== Selected extract ==
= = =

Olabanji Akinola, oakinola@uoguelph.ca, is a political scientist whose research interests include comparative development, democracy, and politics in Africa. He obtained his undergraduate Bachelor of Science degree from the University of Ibadan, Ibadan, Nigeria, and a Master of Arts degree in International Studies (with specialization in Political Science) from the Graduate Institute of International and Development Studies, Geneva, Switzerland. He also holds another Master of Arts in Political Science and International Development Studies from the University of Guelph where he is currently a PhD Candidate. He has published in peer-reviewed journals and books.

Adetayo Alabi, aalabi@olemiss.edu, is an Associate Professor of English at the University of Mississippi, where he teaches and researches world literatures and cultures in English, particularly African, African American, and Afro Caribbean. He studied in Nigeria and Canada and obtained his Ph.D. from the University of Saskatchewan. Before joining the University of Mississippi, he taught postcolonial and international literatures at Millikin University in Illinois and at the University of Windsor in Canada. He is the outgoing editor of The Global South, a journal published by Indiana University Press, and the author of Telling Our Stories: Continuities and Divergences in Black Autobiographies. His other publications have appeared in books and journals.

= = =

== Data entries ==
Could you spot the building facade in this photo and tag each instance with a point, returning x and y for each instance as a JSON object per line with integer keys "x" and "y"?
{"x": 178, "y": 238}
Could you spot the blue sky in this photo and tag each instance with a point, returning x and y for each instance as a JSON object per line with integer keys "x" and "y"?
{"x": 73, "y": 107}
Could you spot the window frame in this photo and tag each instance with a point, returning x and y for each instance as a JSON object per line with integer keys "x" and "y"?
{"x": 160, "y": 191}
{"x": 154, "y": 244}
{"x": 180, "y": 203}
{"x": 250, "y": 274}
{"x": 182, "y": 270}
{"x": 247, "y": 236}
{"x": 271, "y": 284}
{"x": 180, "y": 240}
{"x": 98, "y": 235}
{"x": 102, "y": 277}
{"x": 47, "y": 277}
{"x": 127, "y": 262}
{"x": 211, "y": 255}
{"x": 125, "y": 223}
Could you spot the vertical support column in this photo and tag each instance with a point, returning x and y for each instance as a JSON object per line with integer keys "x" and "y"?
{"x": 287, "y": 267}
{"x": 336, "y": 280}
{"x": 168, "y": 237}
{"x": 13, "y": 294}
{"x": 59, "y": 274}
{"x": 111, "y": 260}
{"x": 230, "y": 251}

= = =

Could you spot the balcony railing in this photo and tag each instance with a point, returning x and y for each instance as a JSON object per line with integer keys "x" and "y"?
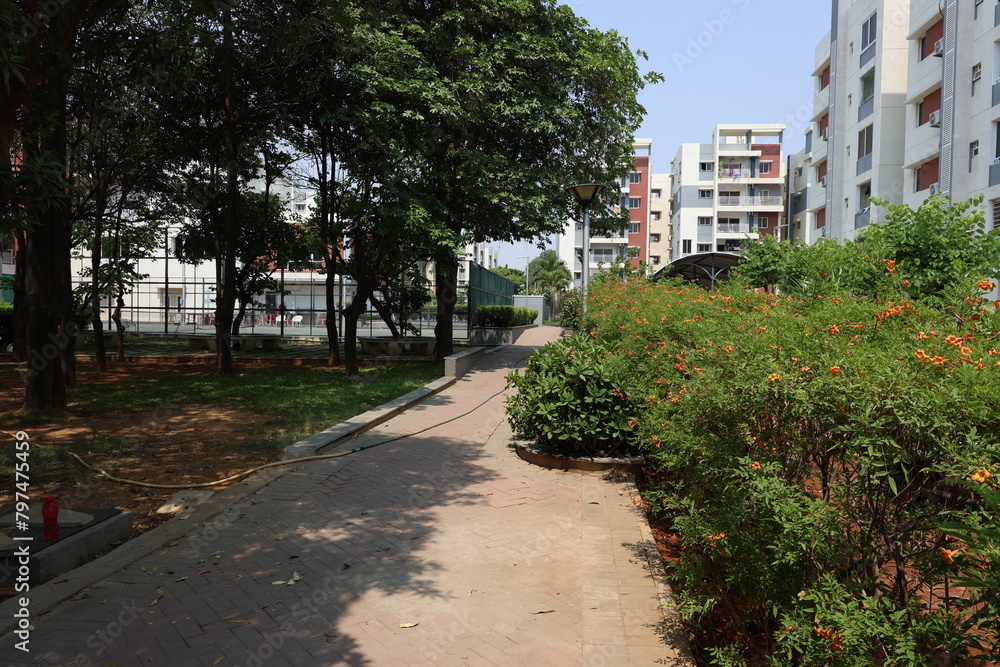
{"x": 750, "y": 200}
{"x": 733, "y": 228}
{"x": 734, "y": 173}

= = =

== Direction ==
Please copy the contributor notes from "Adetayo Alabi, aalabi@olemiss.edu, is" up to and including "books and journals.", swapping "outgoing editor" for "former editor".

== Expected output ==
Adetayo Alabi, aalabi@olemiss.edu, is an Associate Professor of English at the University of Mississippi, where he teaches and researches world literatures and cultures in English, particularly African, African American, and Afro Caribbean. He studied in Nigeria and Canada and obtained his Ph.D. from the University of Saskatchewan. Before joining the University of Mississippi, he taught postcolonial and international literatures at Millikin University in Illinois and at the University of Windsor in Canada. He is the former editor of The Global South, a journal published by Indiana University Press, and the author of Telling Our Stories: Continuities and Divergences in Black Autobiographies. His other publications have appeared in books and journals.